WORK INSTRUCTIONS -> Begin with the line containing "Can you spot the brand" and copy every line after it to the end of the entries, exactly, leaving out the lines before it.

--- START ---

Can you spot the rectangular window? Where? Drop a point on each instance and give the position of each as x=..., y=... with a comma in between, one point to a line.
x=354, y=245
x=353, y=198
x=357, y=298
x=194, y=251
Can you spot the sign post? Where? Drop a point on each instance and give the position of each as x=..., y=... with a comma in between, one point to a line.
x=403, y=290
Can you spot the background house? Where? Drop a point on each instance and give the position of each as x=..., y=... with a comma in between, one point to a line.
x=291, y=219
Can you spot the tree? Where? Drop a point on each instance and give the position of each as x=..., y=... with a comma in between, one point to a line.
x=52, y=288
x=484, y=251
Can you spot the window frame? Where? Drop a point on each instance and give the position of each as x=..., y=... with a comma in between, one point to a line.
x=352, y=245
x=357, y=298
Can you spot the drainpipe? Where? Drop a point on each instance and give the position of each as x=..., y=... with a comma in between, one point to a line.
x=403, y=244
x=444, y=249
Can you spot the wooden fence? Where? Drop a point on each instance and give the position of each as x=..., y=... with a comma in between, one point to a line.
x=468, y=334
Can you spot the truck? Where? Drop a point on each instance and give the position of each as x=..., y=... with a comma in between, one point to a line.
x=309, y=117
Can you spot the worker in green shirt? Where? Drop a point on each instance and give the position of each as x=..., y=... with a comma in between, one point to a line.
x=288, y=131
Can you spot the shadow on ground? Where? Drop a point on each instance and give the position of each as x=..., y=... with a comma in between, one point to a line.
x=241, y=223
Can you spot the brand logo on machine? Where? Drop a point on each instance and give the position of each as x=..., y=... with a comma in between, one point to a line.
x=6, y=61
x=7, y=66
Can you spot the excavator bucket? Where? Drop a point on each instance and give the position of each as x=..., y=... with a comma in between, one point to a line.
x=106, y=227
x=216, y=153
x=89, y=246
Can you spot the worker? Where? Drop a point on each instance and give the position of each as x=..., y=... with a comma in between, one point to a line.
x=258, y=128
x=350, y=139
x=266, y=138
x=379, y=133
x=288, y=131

--- END ---

RESULT BELOW ->
Can you spot the brand logo on machine? Where? Drop a point on each instance and give the position of each as x=..., y=... with a comma in between, one point to a line.
x=6, y=61
x=7, y=66
Can you spot the excavator bucket? Where? Drop a point on each instance and give the position of each as x=..., y=... with a comma in between, one point to a line.
x=106, y=227
x=216, y=153
x=89, y=246
Can you spot the worker? Where? Drop a point on each instance and give the position of each as x=..., y=... with a comma in between, one point to a line.
x=258, y=128
x=350, y=139
x=266, y=138
x=379, y=133
x=288, y=131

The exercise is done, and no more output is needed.